_SELECTED EXCERPT_.
——
Specifically I would like to know if Dr. Ehrman believes that the gospels were written by early Christians attempting to give an accurate historical account of the life of Jesus based on the oral Christian traditions available to them— or—were the authors simply professional writers who had heard the stories of one particular Jewish messiah pretender and decided to write a supernatural-laden historical fiction about him for the sole purpose of earning a living?
Sorry, I must have missed the question. You give an either-or, but I don’t think the either or the or is right! These were authors trying to proclaim the “good news” (hence the name “Gospel”) by telling stories they had heard about Jesus. They did not have our view of “accurate” history; but on the other hand they were not professional writers either.
Is there any speculation about why the Gospels were given *those* particular four names?
Ah, that’s what this thread is all about — and where it’s heading!
Hello Bart, iam a big fan of your books and debates.
one thing i don’t get. i don’t get why the gospels writers must have gotten the information about Jesus through an oral tradition for decades and that the words most have been changed for a big part.
take the gospel of Marc for example, it could have been written at a time that people who knew Jesus where still alive.
it seems to me very possible that the writer could have heard a disciple preach or met met with on more people who knew Jesus personally.
Isn’t it very possible that the writer of Marc could have known people who knew Jesus and that he got information from first hand?
Please tell me your views on this, iam puzzling with this question.
It’s a great question. And I’ve devoted an entire book to trying to answer it! Hope you can read it: Jesus Before the Gospels.
1) Why do you think there are so few gospels circulating in the 1st century? Is it because Christianity hasn’t yet spread widely around the Empire, especially among the literary elite?
——
_EXERCISE 1_.
Answer these about the Gospels discussion:
(a) What does the reply say the authors were trying to proclaim?
(b) Which gospel does the commenter give as one that could have been written while people who knew Jesus were still alive?
(c) What is the title of the book recommended in answer to the question about first-hand information?
The Gospels discussion above has no connection to the entries.
——
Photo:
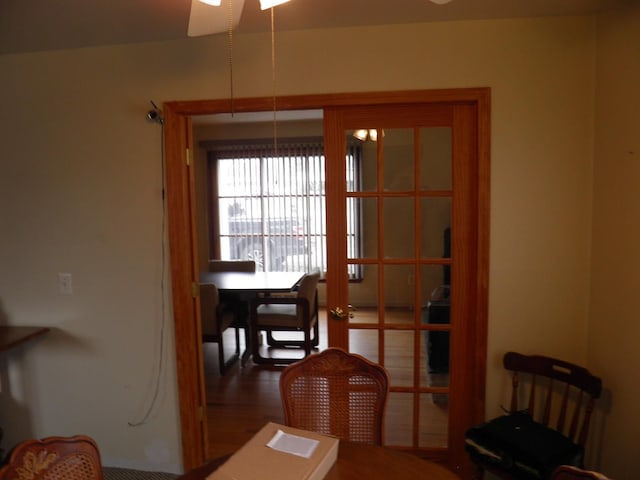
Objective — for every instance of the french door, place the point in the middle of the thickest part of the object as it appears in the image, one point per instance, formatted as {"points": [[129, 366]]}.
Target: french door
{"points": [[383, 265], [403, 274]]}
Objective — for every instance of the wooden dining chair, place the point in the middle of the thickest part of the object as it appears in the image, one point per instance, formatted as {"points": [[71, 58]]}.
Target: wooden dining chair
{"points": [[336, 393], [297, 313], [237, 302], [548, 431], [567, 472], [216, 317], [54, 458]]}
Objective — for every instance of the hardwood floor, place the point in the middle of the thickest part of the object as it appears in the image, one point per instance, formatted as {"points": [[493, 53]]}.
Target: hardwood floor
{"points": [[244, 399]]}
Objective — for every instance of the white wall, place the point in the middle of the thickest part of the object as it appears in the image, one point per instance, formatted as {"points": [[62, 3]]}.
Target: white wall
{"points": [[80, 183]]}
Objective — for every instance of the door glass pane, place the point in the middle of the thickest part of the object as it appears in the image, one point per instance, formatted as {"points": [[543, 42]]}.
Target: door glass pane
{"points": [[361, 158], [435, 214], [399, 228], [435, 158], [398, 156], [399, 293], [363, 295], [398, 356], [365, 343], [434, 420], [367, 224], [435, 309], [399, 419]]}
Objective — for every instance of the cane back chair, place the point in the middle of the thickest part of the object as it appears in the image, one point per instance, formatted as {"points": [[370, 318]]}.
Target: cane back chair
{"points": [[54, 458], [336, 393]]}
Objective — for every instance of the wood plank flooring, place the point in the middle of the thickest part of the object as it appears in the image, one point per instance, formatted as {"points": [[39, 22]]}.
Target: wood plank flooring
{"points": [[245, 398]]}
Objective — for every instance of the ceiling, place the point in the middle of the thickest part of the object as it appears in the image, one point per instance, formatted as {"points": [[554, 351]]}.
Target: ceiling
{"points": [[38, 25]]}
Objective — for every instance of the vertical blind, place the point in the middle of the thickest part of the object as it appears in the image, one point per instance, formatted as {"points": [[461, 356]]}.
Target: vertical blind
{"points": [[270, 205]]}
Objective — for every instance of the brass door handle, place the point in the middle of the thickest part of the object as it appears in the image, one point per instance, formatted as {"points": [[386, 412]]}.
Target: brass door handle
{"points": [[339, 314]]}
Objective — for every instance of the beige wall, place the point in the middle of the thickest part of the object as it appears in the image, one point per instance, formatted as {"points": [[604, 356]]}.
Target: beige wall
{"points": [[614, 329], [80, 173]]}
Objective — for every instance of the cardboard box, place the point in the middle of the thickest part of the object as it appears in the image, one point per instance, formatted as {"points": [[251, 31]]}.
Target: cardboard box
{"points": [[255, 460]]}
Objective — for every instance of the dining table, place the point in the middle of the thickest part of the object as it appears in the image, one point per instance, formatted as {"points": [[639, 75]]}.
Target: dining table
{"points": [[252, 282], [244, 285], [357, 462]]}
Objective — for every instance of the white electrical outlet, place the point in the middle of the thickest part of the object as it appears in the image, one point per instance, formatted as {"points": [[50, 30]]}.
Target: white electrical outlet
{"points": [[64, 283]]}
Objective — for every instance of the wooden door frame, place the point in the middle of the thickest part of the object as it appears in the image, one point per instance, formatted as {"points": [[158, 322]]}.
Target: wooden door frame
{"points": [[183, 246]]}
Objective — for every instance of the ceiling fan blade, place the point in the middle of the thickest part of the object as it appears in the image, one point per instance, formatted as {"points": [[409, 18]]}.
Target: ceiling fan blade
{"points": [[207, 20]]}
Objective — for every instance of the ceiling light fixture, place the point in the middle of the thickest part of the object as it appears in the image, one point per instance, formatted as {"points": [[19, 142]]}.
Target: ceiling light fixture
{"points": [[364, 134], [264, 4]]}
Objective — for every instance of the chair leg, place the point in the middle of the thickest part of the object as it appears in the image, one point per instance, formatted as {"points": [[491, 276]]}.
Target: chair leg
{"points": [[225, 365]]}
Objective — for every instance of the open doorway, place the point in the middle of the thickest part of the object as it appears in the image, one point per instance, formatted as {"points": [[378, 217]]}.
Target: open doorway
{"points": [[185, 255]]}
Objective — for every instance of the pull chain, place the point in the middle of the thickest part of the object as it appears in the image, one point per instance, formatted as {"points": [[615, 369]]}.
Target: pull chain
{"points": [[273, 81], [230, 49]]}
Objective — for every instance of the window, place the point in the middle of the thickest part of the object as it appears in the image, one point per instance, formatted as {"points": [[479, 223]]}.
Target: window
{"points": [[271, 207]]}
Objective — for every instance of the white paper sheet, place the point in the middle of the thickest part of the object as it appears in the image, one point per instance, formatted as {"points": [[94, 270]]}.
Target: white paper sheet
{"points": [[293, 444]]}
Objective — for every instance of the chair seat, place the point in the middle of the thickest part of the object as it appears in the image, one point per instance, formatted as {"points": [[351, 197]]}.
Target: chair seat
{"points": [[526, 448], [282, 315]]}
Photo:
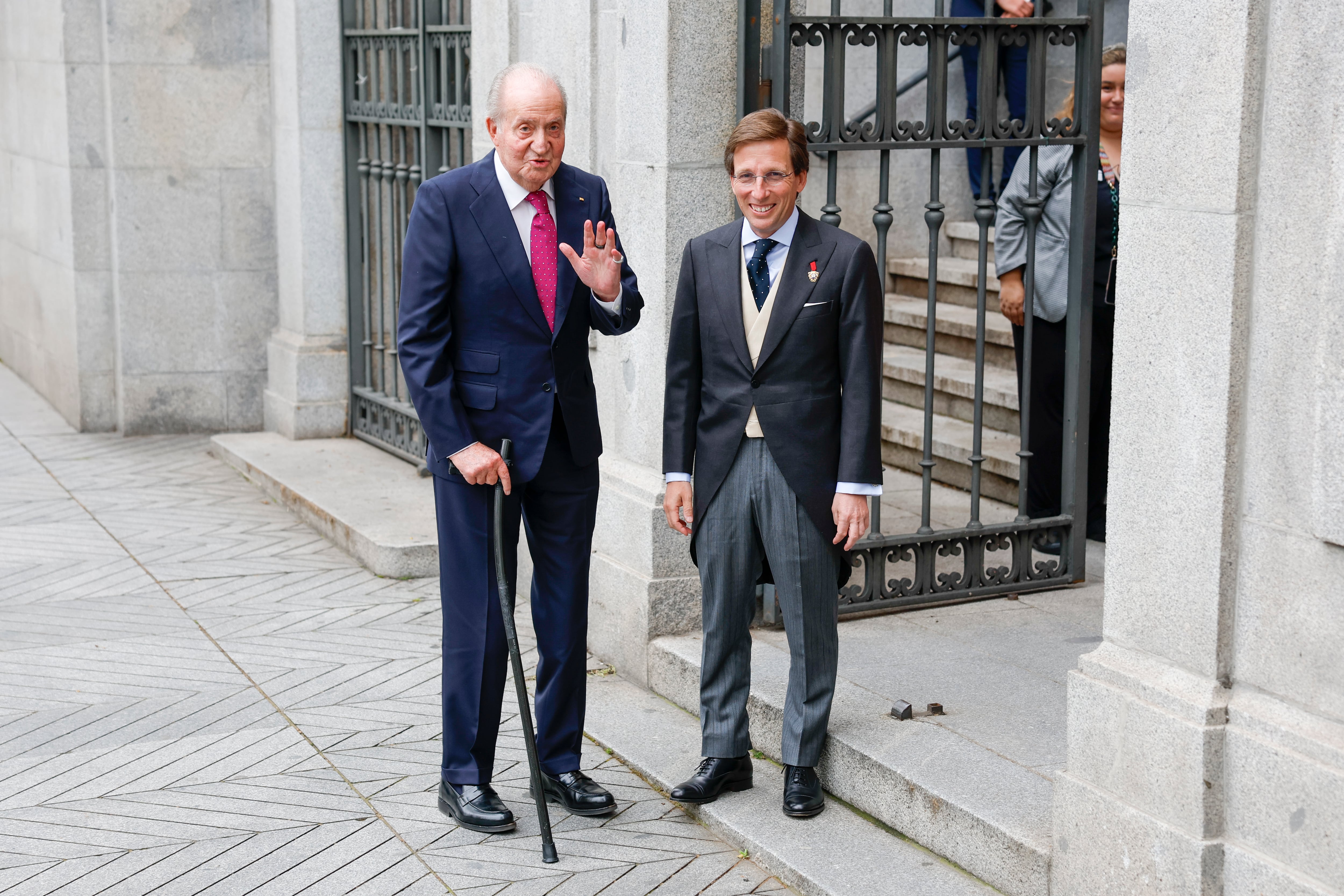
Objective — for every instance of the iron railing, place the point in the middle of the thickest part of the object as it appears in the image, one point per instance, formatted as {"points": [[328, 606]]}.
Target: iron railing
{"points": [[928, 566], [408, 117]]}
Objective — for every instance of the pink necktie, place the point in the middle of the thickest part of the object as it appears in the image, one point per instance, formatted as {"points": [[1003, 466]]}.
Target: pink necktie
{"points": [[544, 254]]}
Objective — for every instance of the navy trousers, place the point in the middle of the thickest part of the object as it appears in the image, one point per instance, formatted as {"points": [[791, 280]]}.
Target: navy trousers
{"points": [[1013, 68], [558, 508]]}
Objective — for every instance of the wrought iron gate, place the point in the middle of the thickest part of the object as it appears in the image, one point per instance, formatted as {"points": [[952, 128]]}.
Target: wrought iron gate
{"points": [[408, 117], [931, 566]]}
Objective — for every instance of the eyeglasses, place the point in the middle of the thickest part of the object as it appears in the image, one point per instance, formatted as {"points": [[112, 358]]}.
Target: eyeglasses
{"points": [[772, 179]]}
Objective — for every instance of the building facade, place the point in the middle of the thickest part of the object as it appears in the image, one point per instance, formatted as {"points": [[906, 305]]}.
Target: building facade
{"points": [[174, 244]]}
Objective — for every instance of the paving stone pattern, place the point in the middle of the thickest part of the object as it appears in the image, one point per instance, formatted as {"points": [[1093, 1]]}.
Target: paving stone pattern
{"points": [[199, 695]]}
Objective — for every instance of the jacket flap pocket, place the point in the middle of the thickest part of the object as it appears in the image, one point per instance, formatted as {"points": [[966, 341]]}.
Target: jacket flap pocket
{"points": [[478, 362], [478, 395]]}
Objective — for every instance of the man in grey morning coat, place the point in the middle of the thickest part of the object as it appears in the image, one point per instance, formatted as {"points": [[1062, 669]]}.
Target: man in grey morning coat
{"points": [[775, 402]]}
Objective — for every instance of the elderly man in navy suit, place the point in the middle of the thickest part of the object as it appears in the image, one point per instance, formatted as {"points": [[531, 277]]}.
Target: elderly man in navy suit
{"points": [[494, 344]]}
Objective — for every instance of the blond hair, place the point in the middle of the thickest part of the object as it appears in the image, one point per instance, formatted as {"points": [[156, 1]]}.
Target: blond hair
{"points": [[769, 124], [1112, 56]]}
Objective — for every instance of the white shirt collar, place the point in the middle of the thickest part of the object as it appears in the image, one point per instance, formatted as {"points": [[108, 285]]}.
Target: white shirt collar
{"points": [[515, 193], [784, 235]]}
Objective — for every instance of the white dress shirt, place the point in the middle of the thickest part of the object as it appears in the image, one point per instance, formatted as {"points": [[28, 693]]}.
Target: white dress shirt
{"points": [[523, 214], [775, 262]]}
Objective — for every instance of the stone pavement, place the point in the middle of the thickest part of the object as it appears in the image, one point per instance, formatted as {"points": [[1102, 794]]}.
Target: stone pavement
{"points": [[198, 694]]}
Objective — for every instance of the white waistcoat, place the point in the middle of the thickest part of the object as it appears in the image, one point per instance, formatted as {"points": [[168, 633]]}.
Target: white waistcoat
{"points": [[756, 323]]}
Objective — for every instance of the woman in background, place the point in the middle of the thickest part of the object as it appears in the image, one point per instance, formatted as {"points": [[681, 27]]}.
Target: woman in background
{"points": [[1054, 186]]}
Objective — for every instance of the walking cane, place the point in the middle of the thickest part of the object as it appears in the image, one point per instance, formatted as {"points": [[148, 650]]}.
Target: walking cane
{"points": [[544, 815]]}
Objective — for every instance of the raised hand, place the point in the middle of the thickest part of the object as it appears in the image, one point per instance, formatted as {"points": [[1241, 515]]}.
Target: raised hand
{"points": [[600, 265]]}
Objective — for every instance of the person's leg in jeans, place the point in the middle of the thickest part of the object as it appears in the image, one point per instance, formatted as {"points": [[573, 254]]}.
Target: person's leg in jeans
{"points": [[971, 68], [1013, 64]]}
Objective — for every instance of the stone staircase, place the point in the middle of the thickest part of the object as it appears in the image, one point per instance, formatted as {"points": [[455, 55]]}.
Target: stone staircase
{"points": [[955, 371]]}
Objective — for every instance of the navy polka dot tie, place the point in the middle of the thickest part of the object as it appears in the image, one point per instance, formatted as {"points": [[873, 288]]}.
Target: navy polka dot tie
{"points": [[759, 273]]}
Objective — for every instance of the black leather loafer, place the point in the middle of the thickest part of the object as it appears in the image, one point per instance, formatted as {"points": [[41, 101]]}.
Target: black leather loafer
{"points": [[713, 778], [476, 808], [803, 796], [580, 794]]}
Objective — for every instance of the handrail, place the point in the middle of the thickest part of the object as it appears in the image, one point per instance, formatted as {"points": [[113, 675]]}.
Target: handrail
——
_EXERCISE 2_.
Tally the lines in the entries that contain the string "chain". Give only the number.

_EXERCISE RESULT 1_.
(a) The "good news"
(b) The gospel of Marc
(c) Jesus Before the Gospels

_EXERCISE RESULT 2_.
2